▸ **Stated problem**
Copy all of the rows below word for word, and leave the pictures out of your copy.

▸ **Dataset extract**
+++
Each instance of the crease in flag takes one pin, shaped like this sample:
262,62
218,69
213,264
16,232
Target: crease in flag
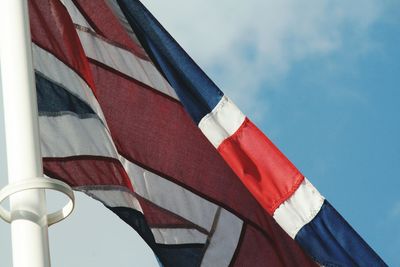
117,99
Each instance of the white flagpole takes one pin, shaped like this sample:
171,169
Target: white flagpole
29,227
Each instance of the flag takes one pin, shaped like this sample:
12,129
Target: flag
128,118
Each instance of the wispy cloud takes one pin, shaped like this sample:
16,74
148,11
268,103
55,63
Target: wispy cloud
247,44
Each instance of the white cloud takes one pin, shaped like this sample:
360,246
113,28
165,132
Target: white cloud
248,43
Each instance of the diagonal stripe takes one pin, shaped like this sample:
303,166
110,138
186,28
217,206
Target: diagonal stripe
68,135
112,196
75,14
222,122
122,19
171,236
55,70
87,170
170,196
299,209
125,62
265,171
345,246
53,100
223,242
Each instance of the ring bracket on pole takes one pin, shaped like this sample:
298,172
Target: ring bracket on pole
39,183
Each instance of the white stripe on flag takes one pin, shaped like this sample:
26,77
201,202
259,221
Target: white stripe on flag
299,209
51,67
176,236
224,240
68,135
222,122
112,196
75,15
170,196
125,62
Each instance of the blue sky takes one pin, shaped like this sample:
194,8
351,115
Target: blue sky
320,78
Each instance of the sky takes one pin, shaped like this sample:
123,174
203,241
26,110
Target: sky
320,78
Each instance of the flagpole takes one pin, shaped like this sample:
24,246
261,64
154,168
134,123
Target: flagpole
29,227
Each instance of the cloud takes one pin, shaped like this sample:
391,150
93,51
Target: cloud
247,44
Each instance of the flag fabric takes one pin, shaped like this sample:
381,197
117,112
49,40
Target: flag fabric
117,98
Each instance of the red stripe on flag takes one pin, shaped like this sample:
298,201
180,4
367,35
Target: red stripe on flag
158,217
87,170
53,30
257,251
265,171
156,133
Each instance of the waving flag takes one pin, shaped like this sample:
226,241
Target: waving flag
117,98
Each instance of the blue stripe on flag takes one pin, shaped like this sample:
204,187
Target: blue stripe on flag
197,92
169,255
331,241
181,255
54,100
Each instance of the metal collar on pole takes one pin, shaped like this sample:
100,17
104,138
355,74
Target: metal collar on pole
28,212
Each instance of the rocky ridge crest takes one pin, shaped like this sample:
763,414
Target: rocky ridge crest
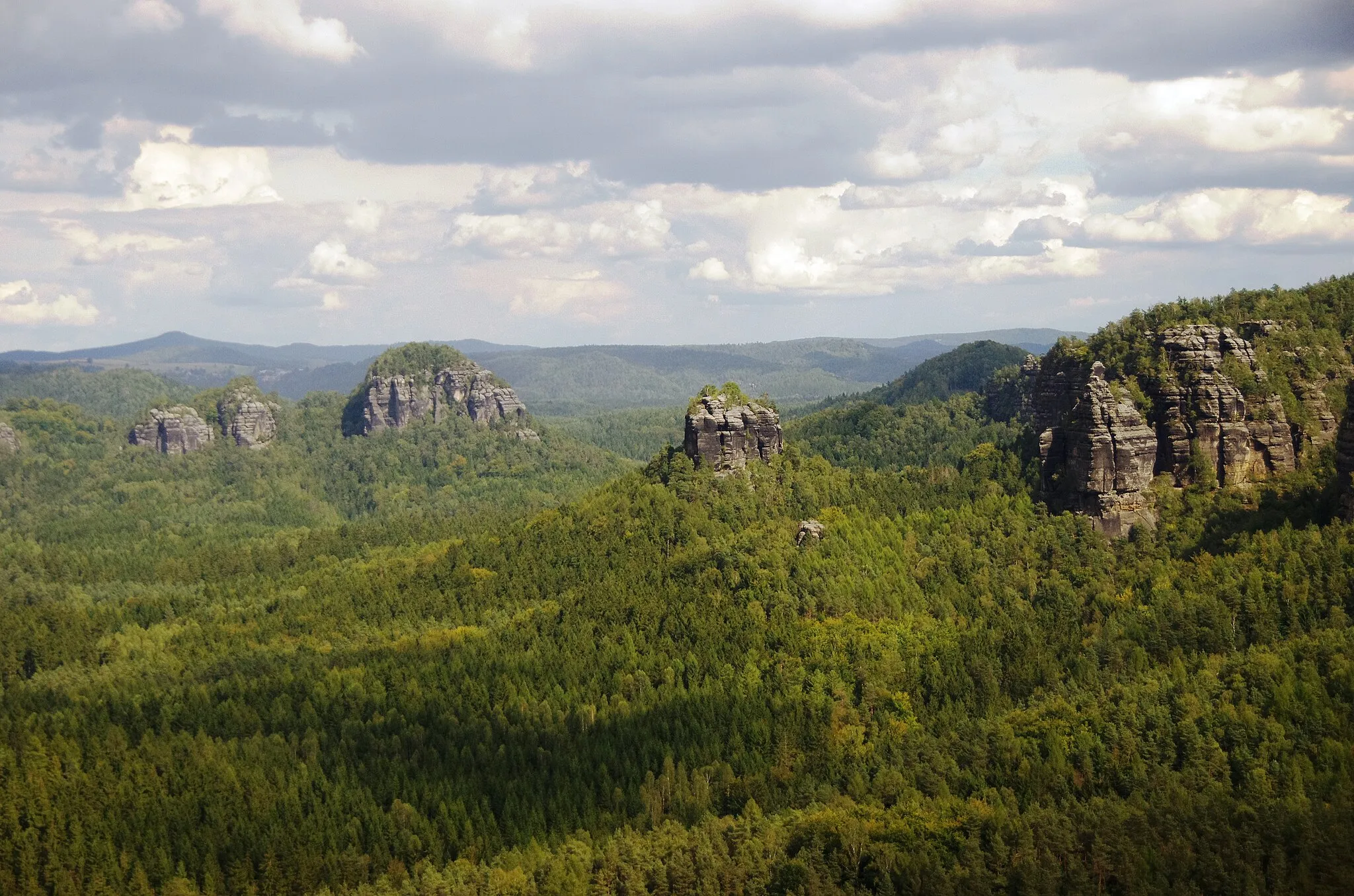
+++
▸ **Solved problem**
Each instance of the crease in flag takes one pin, shaped like this sample:
262,62
218,69
213,264
16,232
Target: crease in flag
117,99
Each instance of the white flagpole takes one pin, shaped like this sample:
171,169
Target: white flagpole
29,227
Each instance of the flag takes one pin, shaped like this sample:
12,129
Target: flag
128,118
Each instance of the wispy cloud takes one pin, shaped like this sample:
16,74
148,11
268,103
55,63
Target: wispy cloud
247,44
Each instance of the white cloud takes one pin, shaped like this sample:
360,246
113,28
165,132
Target: white cloud
248,43
Each instance of the diagonal stripe takes one pin, shaped like this sample:
303,166
110,138
186,28
217,206
Target: diagonal stripe
68,135
112,196
75,14
222,122
122,19
171,236
55,70
87,170
170,196
299,209
125,62
265,171
345,246
53,100
223,242
Each instance of the ring bracket on pole takes one pin, shaped like this sample:
298,172
Target: ring bracket on pole
39,183
Each instance of the white stripe on flag takes one pin, shaped like this sample:
26,77
201,202
259,221
Target: white stripe on flag
299,209
51,67
176,236
224,240
68,135
222,122
112,196
75,15
170,196
125,62
Each instance of the blue sky takes one pin, shaped like this sample:
194,8
351,115
Target: blue sky
320,78
Each instance of the sky takes one pin, shaped like this sample:
123,174
203,241
26,110
Target: sky
320,78
Each instance of the flagpole takes one pin, shaped like this sample:
24,246
261,64
154,168
134,123
Target: flagpole
29,227
Each instance of the cloud takes one pin, shaped like this sample:
391,150
93,51
Target: cloud
247,44
Each instance of the flag fabric takes one pin, shaped like this sample:
381,197
117,112
49,40
Target: flag fabric
117,98
Each instance of the red stripe on flag takes one pin, shaped like this sample:
298,201
180,4
367,35
Target: red stripe on flag
158,217
87,170
53,30
257,251
265,171
156,133
Each instance of the waving flag takes one pin, shaped like this sample:
226,241
Target: waving flag
117,98
Each instance of the blue stripe on flag takes one pin, shaped like this sample:
204,187
Target: blue stripe on flag
197,92
169,255
331,241
181,255
54,100
Each instance of the metal collar on pole takes one pin, shaped like this sample:
100,17
104,138
355,74
Target: metal collar on pole
28,212
Each instance of the rocky ridge crest takes one pin, shaped like this sample:
763,414
Target: rocky ridge crest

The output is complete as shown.